[Image-grounded pointing data]
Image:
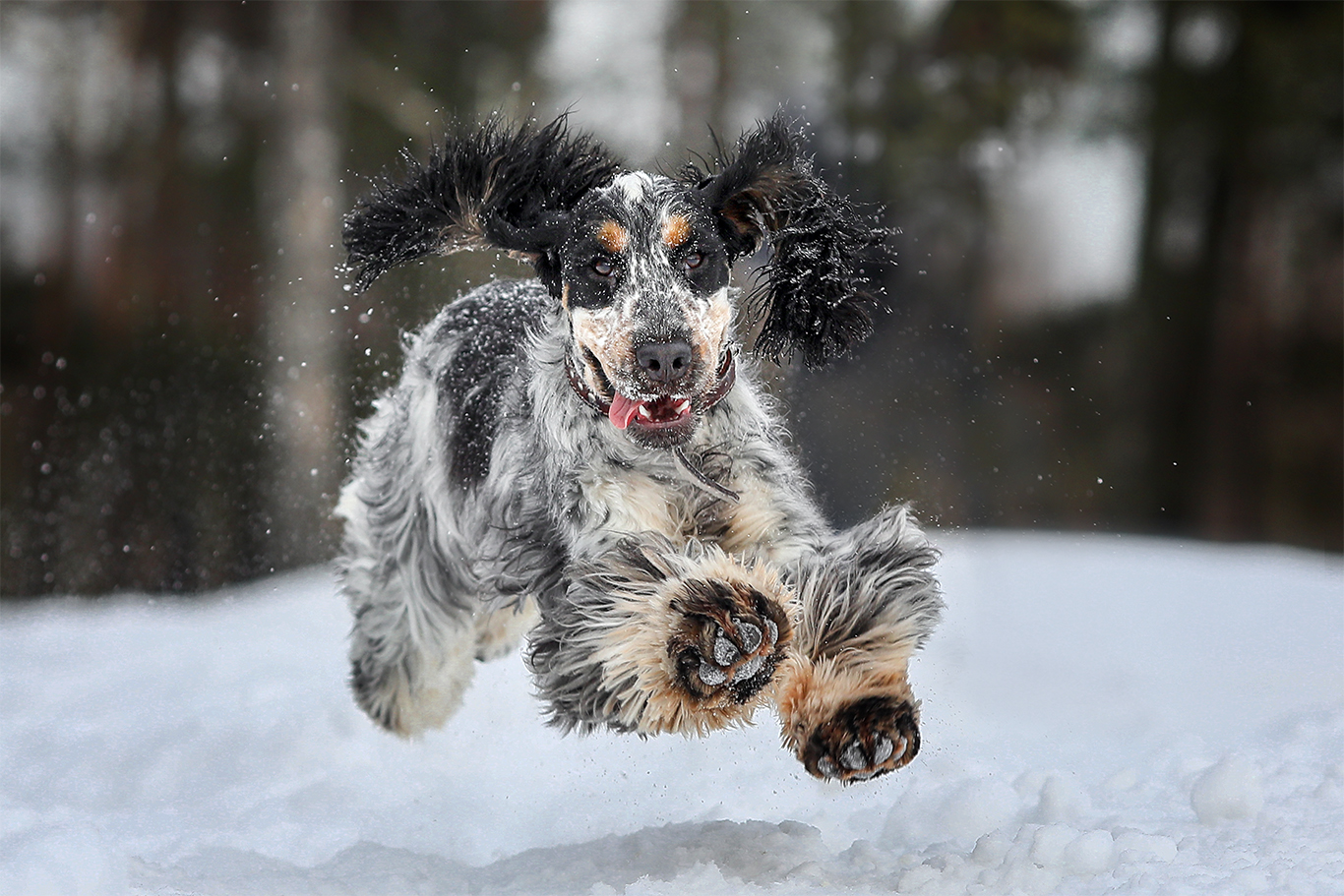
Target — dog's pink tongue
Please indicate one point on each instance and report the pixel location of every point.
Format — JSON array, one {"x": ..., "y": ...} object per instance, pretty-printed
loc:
[{"x": 623, "y": 411}]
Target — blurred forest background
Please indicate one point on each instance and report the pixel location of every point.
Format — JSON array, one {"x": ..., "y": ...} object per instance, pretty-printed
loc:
[{"x": 1117, "y": 302}]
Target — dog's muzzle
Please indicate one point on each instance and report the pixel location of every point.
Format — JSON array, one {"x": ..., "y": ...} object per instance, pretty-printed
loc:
[{"x": 660, "y": 412}]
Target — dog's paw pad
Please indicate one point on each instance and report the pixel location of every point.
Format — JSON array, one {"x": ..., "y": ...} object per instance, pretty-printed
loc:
[
  {"x": 866, "y": 739},
  {"x": 729, "y": 643}
]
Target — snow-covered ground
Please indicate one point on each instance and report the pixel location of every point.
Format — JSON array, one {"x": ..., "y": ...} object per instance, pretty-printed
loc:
[{"x": 1100, "y": 715}]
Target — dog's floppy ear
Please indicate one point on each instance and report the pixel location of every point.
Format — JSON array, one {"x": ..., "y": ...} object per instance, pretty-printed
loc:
[
  {"x": 814, "y": 298},
  {"x": 483, "y": 188}
]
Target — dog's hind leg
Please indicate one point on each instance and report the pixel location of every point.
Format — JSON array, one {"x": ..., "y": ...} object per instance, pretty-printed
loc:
[{"x": 867, "y": 601}]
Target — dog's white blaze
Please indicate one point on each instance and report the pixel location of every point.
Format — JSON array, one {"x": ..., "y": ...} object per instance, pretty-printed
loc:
[{"x": 634, "y": 186}]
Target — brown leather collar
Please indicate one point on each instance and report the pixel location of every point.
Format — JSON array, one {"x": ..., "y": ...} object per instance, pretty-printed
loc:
[{"x": 727, "y": 377}]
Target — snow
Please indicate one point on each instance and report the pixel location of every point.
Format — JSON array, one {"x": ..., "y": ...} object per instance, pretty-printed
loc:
[{"x": 1101, "y": 715}]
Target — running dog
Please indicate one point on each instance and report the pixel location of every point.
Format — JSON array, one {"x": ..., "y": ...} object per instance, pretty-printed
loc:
[{"x": 586, "y": 457}]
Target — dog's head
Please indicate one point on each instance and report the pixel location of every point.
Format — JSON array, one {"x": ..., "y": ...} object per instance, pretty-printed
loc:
[{"x": 640, "y": 263}]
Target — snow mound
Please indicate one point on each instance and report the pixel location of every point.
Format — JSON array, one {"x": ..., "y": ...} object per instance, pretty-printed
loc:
[{"x": 1101, "y": 715}]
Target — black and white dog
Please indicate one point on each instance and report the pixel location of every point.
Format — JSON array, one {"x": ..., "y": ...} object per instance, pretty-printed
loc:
[{"x": 586, "y": 455}]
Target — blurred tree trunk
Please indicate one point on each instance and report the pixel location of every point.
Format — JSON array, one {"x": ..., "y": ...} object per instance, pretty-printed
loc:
[
  {"x": 1236, "y": 338},
  {"x": 305, "y": 385}
]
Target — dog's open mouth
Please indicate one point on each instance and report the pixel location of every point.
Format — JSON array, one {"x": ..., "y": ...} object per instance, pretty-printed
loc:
[
  {"x": 656, "y": 422},
  {"x": 661, "y": 412}
]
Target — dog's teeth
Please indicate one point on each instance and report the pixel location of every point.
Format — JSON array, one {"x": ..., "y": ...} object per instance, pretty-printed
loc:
[
  {"x": 723, "y": 650},
  {"x": 748, "y": 669},
  {"x": 711, "y": 675}
]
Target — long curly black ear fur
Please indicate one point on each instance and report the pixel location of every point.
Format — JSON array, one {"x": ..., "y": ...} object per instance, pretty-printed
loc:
[
  {"x": 483, "y": 188},
  {"x": 814, "y": 298}
]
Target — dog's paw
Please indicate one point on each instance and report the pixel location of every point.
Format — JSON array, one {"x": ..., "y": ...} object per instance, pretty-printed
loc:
[
  {"x": 865, "y": 739},
  {"x": 730, "y": 639}
]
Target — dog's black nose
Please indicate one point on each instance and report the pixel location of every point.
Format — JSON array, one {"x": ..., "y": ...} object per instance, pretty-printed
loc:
[{"x": 664, "y": 362}]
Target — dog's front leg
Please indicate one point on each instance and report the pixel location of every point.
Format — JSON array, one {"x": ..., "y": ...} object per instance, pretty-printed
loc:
[
  {"x": 867, "y": 601},
  {"x": 653, "y": 638}
]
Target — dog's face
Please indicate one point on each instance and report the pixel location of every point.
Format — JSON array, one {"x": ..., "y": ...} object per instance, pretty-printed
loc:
[{"x": 643, "y": 278}]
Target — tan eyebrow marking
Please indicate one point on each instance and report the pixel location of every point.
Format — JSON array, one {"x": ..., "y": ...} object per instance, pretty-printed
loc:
[
  {"x": 676, "y": 230},
  {"x": 613, "y": 237}
]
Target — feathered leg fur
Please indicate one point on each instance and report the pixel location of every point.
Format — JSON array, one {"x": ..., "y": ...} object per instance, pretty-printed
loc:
[
  {"x": 867, "y": 601},
  {"x": 656, "y": 638}
]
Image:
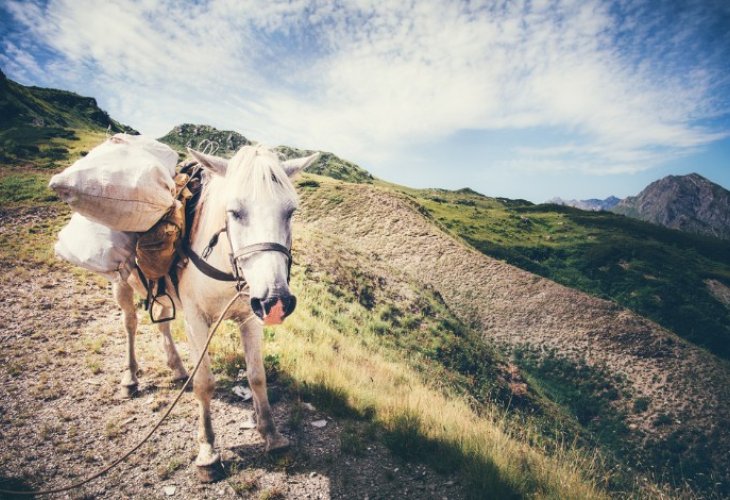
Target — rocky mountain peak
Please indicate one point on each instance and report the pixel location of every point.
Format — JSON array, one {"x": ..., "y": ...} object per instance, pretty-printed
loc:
[{"x": 686, "y": 202}]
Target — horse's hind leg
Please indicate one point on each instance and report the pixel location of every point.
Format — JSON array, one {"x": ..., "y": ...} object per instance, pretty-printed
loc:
[
  {"x": 124, "y": 296},
  {"x": 208, "y": 460},
  {"x": 173, "y": 358},
  {"x": 252, "y": 337}
]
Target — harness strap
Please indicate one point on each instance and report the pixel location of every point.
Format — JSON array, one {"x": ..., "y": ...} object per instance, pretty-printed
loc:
[
  {"x": 261, "y": 247},
  {"x": 205, "y": 268}
]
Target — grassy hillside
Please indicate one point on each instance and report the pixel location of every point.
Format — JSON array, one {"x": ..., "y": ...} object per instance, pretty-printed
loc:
[
  {"x": 385, "y": 357},
  {"x": 657, "y": 272},
  {"x": 226, "y": 142},
  {"x": 44, "y": 128}
]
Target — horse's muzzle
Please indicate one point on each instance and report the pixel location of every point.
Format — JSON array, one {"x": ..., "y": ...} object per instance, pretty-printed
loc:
[{"x": 273, "y": 310}]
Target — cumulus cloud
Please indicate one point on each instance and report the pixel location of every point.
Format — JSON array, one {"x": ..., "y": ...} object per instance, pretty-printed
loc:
[{"x": 367, "y": 78}]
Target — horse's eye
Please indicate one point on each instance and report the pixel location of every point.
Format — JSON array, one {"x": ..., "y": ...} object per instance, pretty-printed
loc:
[{"x": 239, "y": 214}]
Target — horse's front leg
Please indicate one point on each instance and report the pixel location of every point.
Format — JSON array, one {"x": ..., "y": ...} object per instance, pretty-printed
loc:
[
  {"x": 173, "y": 358},
  {"x": 252, "y": 338},
  {"x": 124, "y": 295},
  {"x": 208, "y": 460}
]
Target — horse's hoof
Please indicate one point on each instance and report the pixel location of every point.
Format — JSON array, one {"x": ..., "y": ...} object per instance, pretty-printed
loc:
[
  {"x": 277, "y": 444},
  {"x": 128, "y": 391},
  {"x": 210, "y": 473}
]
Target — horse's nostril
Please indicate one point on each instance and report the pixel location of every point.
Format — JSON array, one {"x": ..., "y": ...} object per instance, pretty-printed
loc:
[{"x": 290, "y": 303}]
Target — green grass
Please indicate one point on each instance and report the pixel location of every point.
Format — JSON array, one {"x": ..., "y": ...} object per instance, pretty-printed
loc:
[
  {"x": 657, "y": 272},
  {"x": 25, "y": 188}
]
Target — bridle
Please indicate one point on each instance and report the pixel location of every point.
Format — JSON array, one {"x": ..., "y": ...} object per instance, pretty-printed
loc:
[{"x": 236, "y": 258}]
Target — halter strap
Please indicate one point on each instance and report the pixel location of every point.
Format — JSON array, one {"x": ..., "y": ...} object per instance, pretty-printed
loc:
[
  {"x": 205, "y": 268},
  {"x": 241, "y": 254}
]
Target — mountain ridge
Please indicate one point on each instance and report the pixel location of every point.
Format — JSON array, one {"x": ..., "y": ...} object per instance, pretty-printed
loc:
[
  {"x": 226, "y": 142},
  {"x": 689, "y": 203},
  {"x": 590, "y": 204},
  {"x": 44, "y": 127}
]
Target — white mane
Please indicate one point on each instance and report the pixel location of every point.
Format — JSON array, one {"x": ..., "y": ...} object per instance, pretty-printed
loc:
[{"x": 254, "y": 173}]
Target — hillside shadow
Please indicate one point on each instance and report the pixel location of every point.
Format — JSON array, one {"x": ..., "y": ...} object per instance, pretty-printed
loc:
[{"x": 15, "y": 484}]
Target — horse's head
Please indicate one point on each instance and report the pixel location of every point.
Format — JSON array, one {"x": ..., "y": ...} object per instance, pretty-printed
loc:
[{"x": 257, "y": 199}]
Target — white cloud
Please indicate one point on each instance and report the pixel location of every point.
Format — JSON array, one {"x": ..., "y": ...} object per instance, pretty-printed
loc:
[{"x": 368, "y": 78}]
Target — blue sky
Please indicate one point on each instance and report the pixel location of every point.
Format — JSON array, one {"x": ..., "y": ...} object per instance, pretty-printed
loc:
[{"x": 529, "y": 100}]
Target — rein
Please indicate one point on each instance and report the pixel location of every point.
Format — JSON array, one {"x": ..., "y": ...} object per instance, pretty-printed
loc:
[{"x": 129, "y": 453}]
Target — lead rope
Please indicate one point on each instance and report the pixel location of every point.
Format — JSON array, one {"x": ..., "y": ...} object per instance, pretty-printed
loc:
[{"x": 121, "y": 459}]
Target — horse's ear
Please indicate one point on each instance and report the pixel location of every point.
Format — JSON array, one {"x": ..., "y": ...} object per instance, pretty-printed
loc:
[
  {"x": 213, "y": 163},
  {"x": 294, "y": 166}
]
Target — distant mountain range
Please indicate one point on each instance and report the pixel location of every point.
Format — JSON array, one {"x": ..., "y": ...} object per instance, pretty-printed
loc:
[
  {"x": 592, "y": 204},
  {"x": 686, "y": 202},
  {"x": 226, "y": 142}
]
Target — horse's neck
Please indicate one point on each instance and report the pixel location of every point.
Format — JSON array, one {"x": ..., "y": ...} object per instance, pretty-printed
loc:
[{"x": 208, "y": 223}]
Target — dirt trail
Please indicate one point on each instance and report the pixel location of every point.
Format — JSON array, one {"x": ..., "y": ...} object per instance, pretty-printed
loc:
[
  {"x": 685, "y": 383},
  {"x": 61, "y": 418}
]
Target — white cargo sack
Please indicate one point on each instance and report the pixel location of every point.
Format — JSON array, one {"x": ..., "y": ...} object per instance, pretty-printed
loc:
[
  {"x": 97, "y": 248},
  {"x": 125, "y": 183}
]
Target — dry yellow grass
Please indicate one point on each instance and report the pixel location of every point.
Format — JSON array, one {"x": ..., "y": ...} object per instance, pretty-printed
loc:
[{"x": 314, "y": 354}]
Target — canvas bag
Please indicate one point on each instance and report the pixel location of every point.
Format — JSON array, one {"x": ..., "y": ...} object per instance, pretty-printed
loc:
[
  {"x": 157, "y": 248},
  {"x": 125, "y": 183},
  {"x": 95, "y": 247}
]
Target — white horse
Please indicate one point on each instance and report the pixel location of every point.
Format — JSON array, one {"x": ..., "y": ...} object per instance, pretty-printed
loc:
[{"x": 252, "y": 197}]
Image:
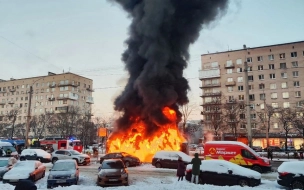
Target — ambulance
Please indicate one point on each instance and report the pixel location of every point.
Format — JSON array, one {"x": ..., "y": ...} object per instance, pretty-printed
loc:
[{"x": 238, "y": 153}]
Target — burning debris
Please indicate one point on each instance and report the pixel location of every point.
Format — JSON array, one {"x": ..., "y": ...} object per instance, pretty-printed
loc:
[{"x": 160, "y": 35}]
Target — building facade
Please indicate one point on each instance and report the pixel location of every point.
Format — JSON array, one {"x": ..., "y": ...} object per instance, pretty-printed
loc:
[
  {"x": 52, "y": 93},
  {"x": 275, "y": 77}
]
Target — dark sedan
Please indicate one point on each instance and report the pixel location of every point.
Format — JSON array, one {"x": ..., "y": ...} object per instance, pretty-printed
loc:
[
  {"x": 291, "y": 174},
  {"x": 221, "y": 172},
  {"x": 128, "y": 159}
]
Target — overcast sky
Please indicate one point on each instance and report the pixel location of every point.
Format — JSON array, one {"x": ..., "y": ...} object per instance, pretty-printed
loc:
[{"x": 87, "y": 37}]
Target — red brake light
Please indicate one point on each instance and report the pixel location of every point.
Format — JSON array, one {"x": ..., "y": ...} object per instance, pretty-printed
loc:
[{"x": 283, "y": 173}]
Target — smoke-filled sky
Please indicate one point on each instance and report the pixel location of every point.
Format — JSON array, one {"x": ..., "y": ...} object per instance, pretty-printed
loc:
[{"x": 87, "y": 37}]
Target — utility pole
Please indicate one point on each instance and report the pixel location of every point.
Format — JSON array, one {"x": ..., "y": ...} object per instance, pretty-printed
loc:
[
  {"x": 249, "y": 130},
  {"x": 28, "y": 116}
]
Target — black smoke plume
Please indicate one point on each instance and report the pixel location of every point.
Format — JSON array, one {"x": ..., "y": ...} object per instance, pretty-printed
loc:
[{"x": 160, "y": 35}]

• Problem details
All lines in the records above that contain "smoke" are to be reported.

• Output for this exercise
Target — smoke-filled sky
Target — black smoke plume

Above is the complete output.